──────── Metin Bölümü

Herşey bir gün iş yerinden arkadaşım Cihan'ın "Ben blogunda köşe yazarı olabilir miyim?" sorusu ile başladı. Düşündük, taşındık bir türlü kendisine uygun ve aynı zamanda kadınlara da bir şekilde dokunacak bir konu üzerinde uzlaşamadık...
Durum böyle olunca ben de "O zaman sana kadın-erkek ilişkileri üzerine en çarpıcı soruları sorayım, kabul mü?" dedim. Kendisi de sanırım demeç vermeye dünden razıymış :) ki hemen kabul etti... Daha sonra sorular geldikçe, bir başka beyefendinin daha konuya olan ilgisi arttı, ve o da röportaj vermek istediğini söyledi =) Son derece spontane bir şekilde, aklıma gelen en aykırı soruları tüm meraklı okuyucularım için sordum!
Kağan: Gerçekten sert bir
soruyla başladık, aslında 20’lerimin başlarında olsam bu soruya vereceğim cevap
tamamen farklı olurdu. Gerçek aşkın sihirli olduğuna çoğu kültürel ve düşünce
farklılığını ortadan kaldıracağına inanmakla birlikte; sosyal ortamın ve
hayatın aslında hepimize olan baskısının, aşkı, aile hayatını, tercihlerinizi
ne kadar etkilediği de bilinen bir nokta. Sonuç olarak böyle bir durumda galiba
kendimde, tüm hayatımı etkilemesi, çok sayıda kişinin karşımda duracağı veya
daha içe kapanık bir yaşam süreceğim korkularıyla çok ileri gidecek gücü
bulamazdım.
Bir çok konuda
karşımdakini değiştirme düşüncesini sevmememe rağmen bu konuda biraz bunu
deneyip eğer olmuyorsa pes demek en doğrusu benim için. Aslında “kapalı”
sözcüğü burada kilit nokta biraz da bunu değiştirmeye çalışarak ancak
karşımdakinin muhafazakarlığını etkilemeyerek bir çözüm yolu arardım. Ama bu
soruya 10 yıl önce çok farklı cevap verebilirdim.
Merve: Bir
de soruya farklı bir boyuttan bakalım. Çok modern, güzel ve yeri geldiğinde
açık giyinmeyi seven sevgilinizle, uzun süreli bir ilişkiniz var. Her şeyiniz
muhteşem uyuşuyor. Arkadaşlarınız ve aileniz de “evlilik yakındır” diye
düşünmeye başlıyorlar. Ama sonra birden bir de bakıyorsunuz ki hayat görüşü
gittikçe sizinkine ters düşmeye başlıyor. Giyimi değişiyor, hareketleri değişiyor ve sizin hayat görüşünüzü de kendininkine uydurmaya çalışıyor.

────────────────
──────── Verilen Bilgiler

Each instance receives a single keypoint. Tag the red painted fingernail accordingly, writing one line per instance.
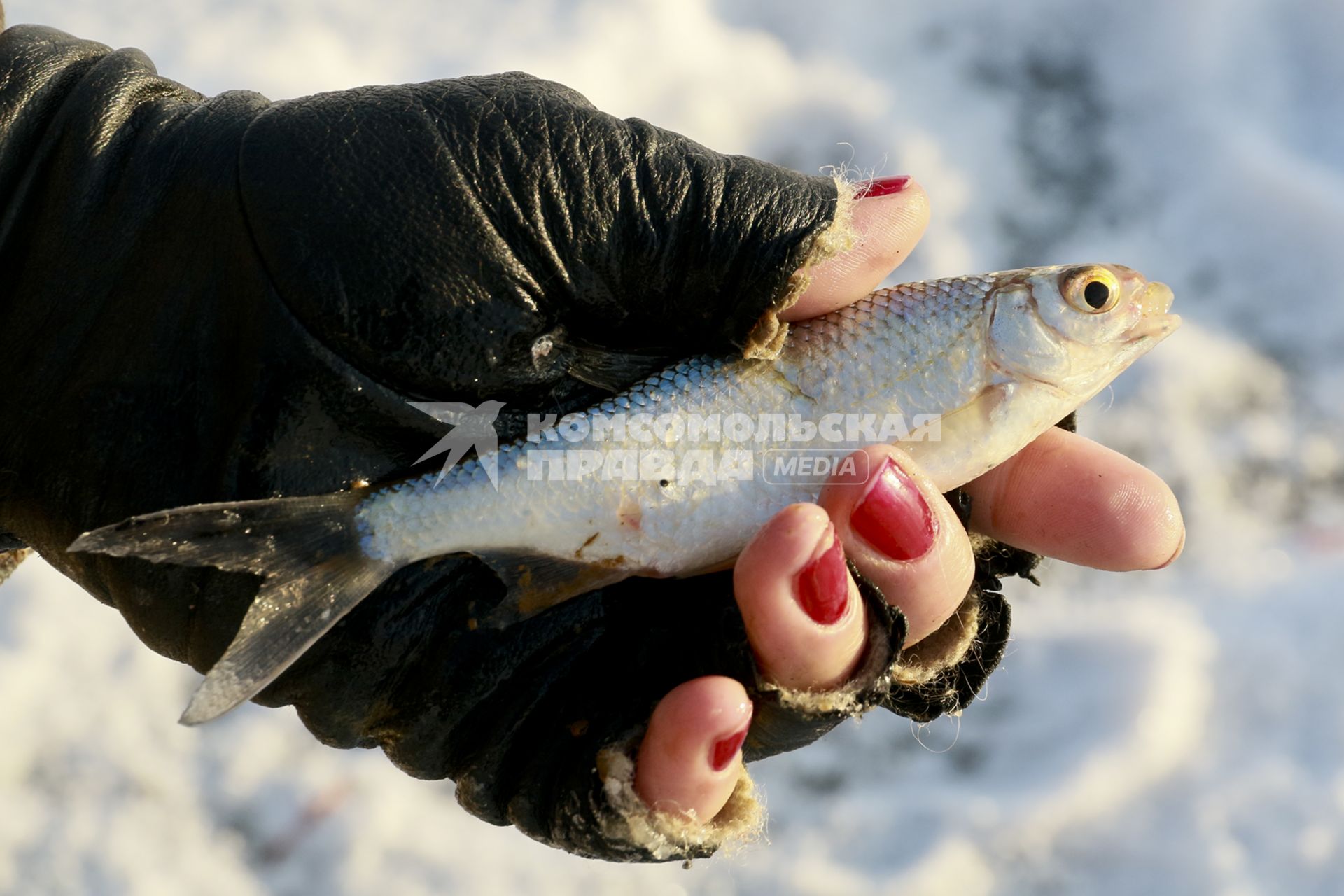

────────────────

• [Yazılı Görevler]
1 – Kadın-erkek ilişkileri röportajında "Herşey bir gün" sözleriyle başlayıp "konu üzerinde uzlaşamadık..." sözlerine kadar giden bölümü yeniden yaz, "iş yerinden" yerine "ofisten" koy.
2 – Kadın-erkek ilişkileri röportajının son cümlesinden sonra gelecek kısmı sen yaz.

• [Görev Cevapları]
1 –
Herşey bir gün ofisten arkadaşım Cihan'ın "Ben blogunda köşe yazarı olabilir miyim?" sorusu ile başladı. Düşündük, taşındık bir türlü kendisine uygun ve aynı zamanda kadınlara da bir şekilde dokunacak bir konu üzerinde uzlaşamadık...

2 –
Belki kapanıyor, ve sizden de artık içkiyi bırakmanızı talep ediyor. Böyle bir
durumda ne yaparsınız?
Cihan: İlişkilerde yapılan
en büyük yanlıştan birisi bence. Karşınızdakini kendinize benzetmeye çalışmak..
Öncelikle karşınızdakinin doğal halinden, yaşam tarzından,
oturmasından-kalkmasından, giyiminden veya konuşmasından rahatsız oluyorsanız
birlikte olmazsınız. Diyelim ki örnekteki gibi tek taraflı olarak sonradan
değişme kararını aldı sevgilim, ben onu hala seviyorsam veya o hala beni
seviyorsa ilişki devam eder. Gerektiğinde tabiiki birbirimize doğru
düşündüklerimizi anlatmak ve teşvik etmek gereklidir ancak bu zorlama ile veya
baskı yaparak olmamalı.
Kağan: Sıkıntı çok büyüdü şimdi,
biraz sert çıkardım başta “Hayda nerden çıkıyor bunlar derdim içimden ama”
aslında karşındakini değiştirmeye çalışmak yani ilişkideki özgürlük
paradoksuna geliyor sonuç, burada değiştirilmeye çalışılan ben oluyorum ve
galiba fazla törpüleneceğimi düşünmüyorum. Belki bazı psikolojik destek turları
ve sebep araştırmaları sonucunda ışık görünmüyorsa yine maalesef bu iş te
olumsuz yöne gidecek gibi görünüyor. Ama kendimi kötü hissettim sürekli kesip
atmalı cevaplar veriyorum, ilerde bana göre sorular yok mu?
Merve: Görücü
usulü evliliğe nasıl bakıyorsunuz? Günümüzde ilişkilerin olabildiğince hızla
tüketildiği bir dönemde, görücü usulü evlilikler, kutsal aile müessesesini
kurtarabilir mi dersiniz?
Cihan: Kimin “gör”düğü
önemli demek istiyorum J Şaka bir yana insanların uyuşması çok önemli, bu sebeple
birbirlerini tanımalılar ama tanıma periyodu çok fazla uzamamalı. Evlenmek
istediğin kızı anında anlarsın çünkü.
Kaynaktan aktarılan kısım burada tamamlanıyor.